== PROVIDED MATERIAL
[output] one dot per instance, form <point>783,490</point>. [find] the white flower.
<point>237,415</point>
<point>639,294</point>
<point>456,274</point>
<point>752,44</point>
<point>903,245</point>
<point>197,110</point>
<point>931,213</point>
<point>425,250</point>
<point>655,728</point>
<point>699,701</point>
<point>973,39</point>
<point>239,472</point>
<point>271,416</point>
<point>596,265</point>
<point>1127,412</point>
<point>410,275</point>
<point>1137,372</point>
====
Reproduce the entries above line for line, with no changes.

**THE RESULT**.
[output] one dot per instance, form <point>783,490</point>. [find] the white flower.
<point>237,415</point>
<point>639,294</point>
<point>456,274</point>
<point>752,44</point>
<point>903,245</point>
<point>197,110</point>
<point>931,213</point>
<point>425,250</point>
<point>655,728</point>
<point>699,701</point>
<point>973,39</point>
<point>239,472</point>
<point>271,416</point>
<point>596,265</point>
<point>1127,412</point>
<point>410,275</point>
<point>1137,372</point>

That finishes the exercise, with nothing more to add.